### MATERIAL SUPPLIED
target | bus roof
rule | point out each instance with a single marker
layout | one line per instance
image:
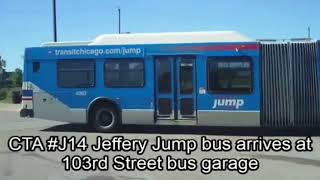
(160, 38)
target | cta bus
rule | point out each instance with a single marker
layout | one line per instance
(186, 78)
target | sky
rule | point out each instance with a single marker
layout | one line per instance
(29, 23)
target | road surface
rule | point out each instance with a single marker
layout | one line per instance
(48, 165)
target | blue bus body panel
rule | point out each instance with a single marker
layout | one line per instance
(137, 98)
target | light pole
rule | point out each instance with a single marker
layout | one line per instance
(119, 20)
(54, 21)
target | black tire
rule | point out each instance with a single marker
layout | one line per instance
(105, 119)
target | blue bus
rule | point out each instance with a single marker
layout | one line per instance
(184, 78)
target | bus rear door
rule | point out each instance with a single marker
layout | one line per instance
(175, 88)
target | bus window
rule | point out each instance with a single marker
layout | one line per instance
(230, 75)
(36, 67)
(124, 73)
(76, 73)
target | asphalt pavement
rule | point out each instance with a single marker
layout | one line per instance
(48, 165)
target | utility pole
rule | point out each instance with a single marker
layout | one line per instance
(54, 21)
(119, 19)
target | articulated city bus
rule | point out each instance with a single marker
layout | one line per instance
(192, 78)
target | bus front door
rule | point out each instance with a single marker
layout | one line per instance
(175, 88)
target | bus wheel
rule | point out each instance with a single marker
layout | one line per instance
(105, 119)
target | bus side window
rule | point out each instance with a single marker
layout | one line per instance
(36, 67)
(230, 75)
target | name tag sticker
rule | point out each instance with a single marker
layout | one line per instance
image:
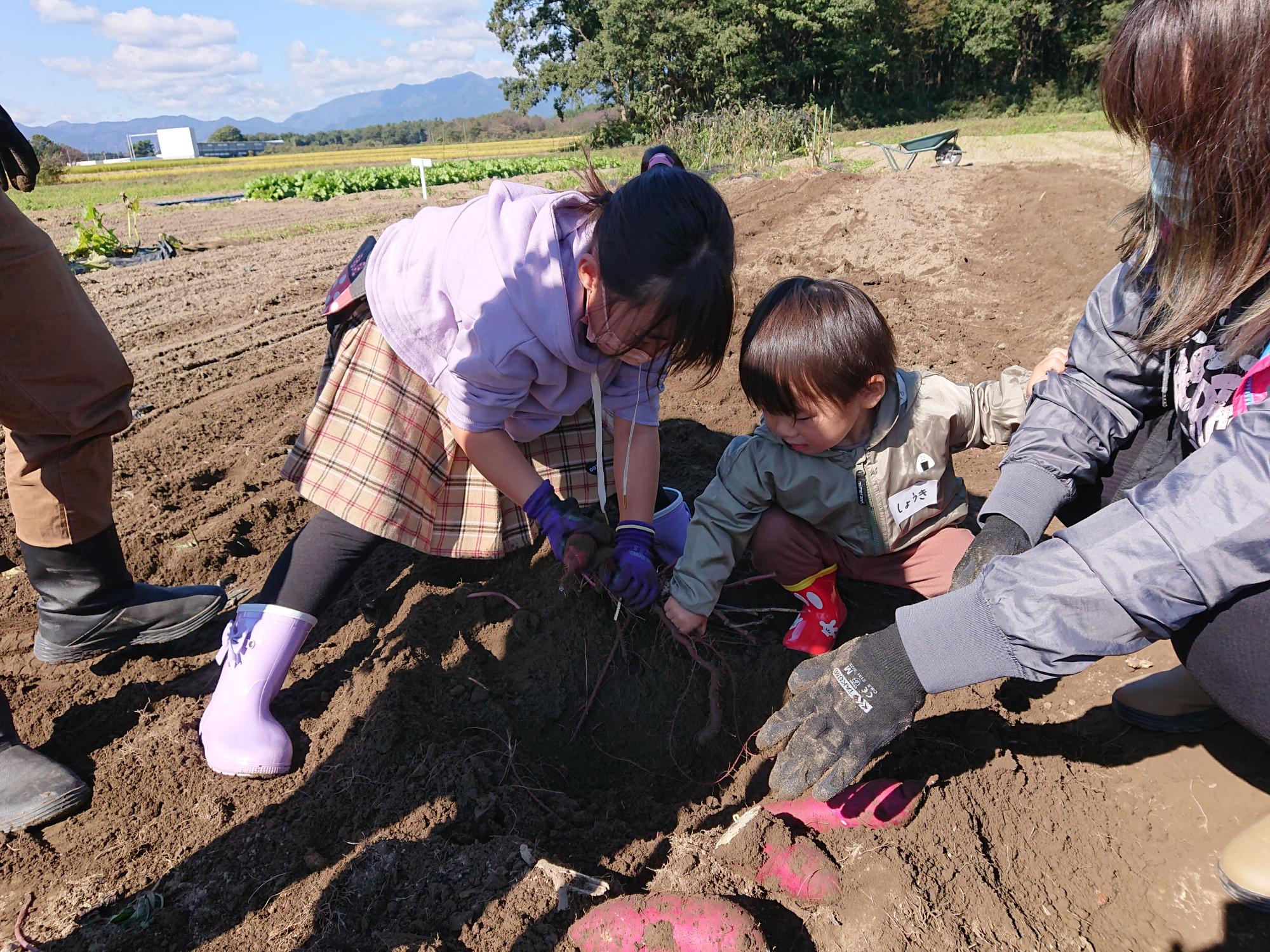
(914, 499)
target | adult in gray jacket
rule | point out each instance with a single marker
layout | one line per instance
(1158, 433)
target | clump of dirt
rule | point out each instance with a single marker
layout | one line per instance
(436, 733)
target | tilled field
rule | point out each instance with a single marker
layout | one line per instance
(438, 734)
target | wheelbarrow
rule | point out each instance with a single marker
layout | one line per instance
(943, 144)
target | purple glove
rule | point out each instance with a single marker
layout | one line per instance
(633, 577)
(561, 519)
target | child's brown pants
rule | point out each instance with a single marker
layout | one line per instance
(64, 392)
(793, 550)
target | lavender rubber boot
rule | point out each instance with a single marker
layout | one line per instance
(671, 527)
(241, 736)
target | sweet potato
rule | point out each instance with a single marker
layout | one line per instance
(667, 923)
(580, 549)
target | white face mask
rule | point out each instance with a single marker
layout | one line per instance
(1170, 187)
(608, 340)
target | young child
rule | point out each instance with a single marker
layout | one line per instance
(852, 469)
(453, 409)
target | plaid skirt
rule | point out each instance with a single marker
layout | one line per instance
(378, 453)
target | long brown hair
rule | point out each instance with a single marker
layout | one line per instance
(666, 244)
(1193, 79)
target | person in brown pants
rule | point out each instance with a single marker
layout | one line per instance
(64, 393)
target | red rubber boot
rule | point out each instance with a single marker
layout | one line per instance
(824, 614)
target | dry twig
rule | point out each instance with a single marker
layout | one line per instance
(22, 918)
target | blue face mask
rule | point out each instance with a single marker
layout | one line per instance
(1170, 187)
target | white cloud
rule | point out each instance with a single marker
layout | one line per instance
(144, 27)
(184, 63)
(328, 76)
(64, 12)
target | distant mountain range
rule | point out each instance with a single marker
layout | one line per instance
(450, 98)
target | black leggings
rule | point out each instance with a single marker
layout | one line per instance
(321, 560)
(317, 564)
(1227, 649)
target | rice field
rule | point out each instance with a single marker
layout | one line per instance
(324, 159)
(102, 185)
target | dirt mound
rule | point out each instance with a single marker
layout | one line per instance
(438, 733)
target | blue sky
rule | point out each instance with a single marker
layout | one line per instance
(101, 60)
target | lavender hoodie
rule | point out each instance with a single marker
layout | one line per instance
(483, 301)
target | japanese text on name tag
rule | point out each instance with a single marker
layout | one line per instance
(910, 501)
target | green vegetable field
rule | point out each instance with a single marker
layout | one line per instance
(322, 185)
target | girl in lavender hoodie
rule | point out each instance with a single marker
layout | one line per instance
(476, 352)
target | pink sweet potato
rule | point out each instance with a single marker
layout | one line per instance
(667, 922)
(873, 804)
(580, 549)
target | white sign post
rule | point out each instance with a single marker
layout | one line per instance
(421, 164)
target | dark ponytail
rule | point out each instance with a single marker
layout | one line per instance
(660, 150)
(665, 242)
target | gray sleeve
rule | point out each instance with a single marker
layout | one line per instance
(1133, 573)
(990, 412)
(1078, 420)
(725, 519)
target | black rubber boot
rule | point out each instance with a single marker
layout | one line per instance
(90, 604)
(34, 789)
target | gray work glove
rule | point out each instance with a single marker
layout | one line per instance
(846, 705)
(18, 161)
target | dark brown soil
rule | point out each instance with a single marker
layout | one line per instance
(435, 733)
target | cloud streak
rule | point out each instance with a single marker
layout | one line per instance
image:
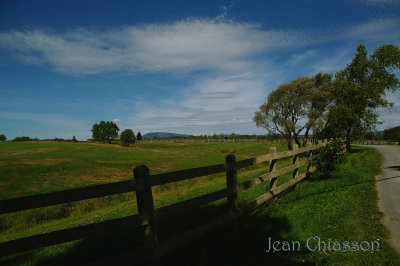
(186, 45)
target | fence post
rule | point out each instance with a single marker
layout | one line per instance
(231, 182)
(273, 166)
(145, 205)
(295, 160)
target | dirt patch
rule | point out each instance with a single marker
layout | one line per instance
(47, 161)
(34, 151)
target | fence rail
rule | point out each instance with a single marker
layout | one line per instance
(147, 215)
(369, 142)
(211, 140)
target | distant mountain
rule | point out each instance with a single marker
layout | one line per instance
(151, 135)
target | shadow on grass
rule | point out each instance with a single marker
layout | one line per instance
(356, 150)
(240, 242)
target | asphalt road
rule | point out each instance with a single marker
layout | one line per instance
(388, 185)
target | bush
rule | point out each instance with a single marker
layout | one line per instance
(326, 159)
(23, 138)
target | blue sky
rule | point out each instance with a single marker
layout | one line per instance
(192, 67)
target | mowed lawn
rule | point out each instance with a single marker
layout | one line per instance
(340, 207)
(28, 168)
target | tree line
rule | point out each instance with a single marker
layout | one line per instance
(107, 131)
(333, 106)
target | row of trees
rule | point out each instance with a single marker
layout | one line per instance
(333, 108)
(107, 132)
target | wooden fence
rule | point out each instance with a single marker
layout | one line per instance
(369, 142)
(210, 140)
(147, 216)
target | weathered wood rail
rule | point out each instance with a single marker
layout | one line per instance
(147, 216)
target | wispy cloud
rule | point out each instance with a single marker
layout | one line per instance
(386, 29)
(181, 46)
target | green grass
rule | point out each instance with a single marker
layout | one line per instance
(341, 207)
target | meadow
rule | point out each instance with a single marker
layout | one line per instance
(338, 207)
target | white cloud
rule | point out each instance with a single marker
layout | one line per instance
(181, 46)
(297, 58)
(379, 30)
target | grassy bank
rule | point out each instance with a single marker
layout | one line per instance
(340, 208)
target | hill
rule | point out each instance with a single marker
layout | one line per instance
(162, 135)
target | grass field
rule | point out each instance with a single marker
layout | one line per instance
(342, 207)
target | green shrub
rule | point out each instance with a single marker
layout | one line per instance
(326, 159)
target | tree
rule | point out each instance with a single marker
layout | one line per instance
(139, 136)
(317, 100)
(127, 137)
(392, 133)
(105, 131)
(291, 104)
(360, 89)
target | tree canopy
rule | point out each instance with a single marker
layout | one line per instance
(295, 106)
(127, 137)
(105, 131)
(392, 133)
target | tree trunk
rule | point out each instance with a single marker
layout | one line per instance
(306, 137)
(348, 140)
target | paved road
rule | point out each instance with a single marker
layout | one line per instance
(389, 189)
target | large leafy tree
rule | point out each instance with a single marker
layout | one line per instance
(295, 106)
(392, 133)
(360, 89)
(127, 137)
(105, 131)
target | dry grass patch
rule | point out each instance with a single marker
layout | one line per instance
(49, 161)
(37, 150)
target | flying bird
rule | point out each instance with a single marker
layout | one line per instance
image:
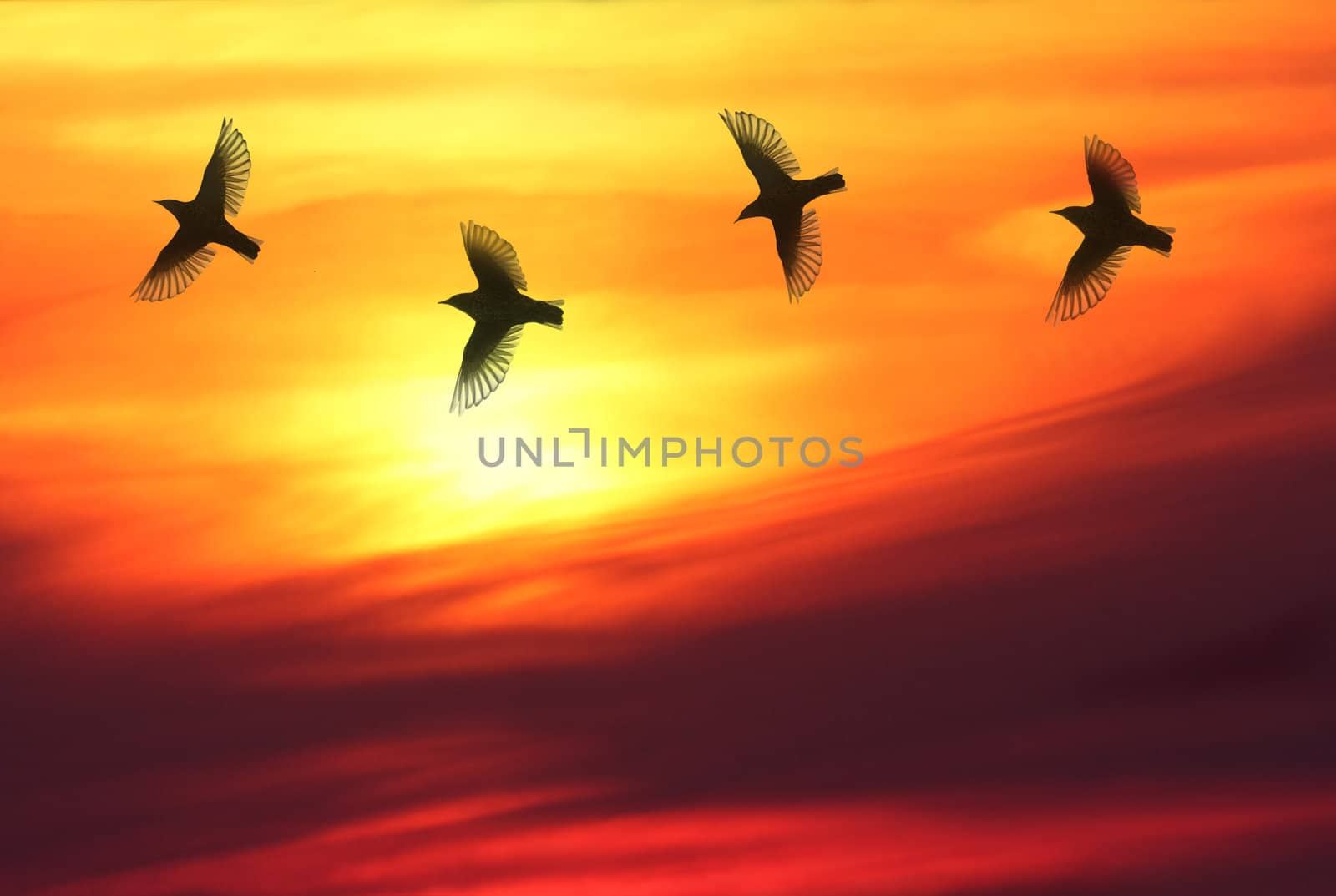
######
TASK DESCRIPTION ▸ Find every line in the items that contains the word "distant" and copy each of those lines in full. Case counts.

THE OUTPUT ▸
target | distant mountain range
target | distant mountain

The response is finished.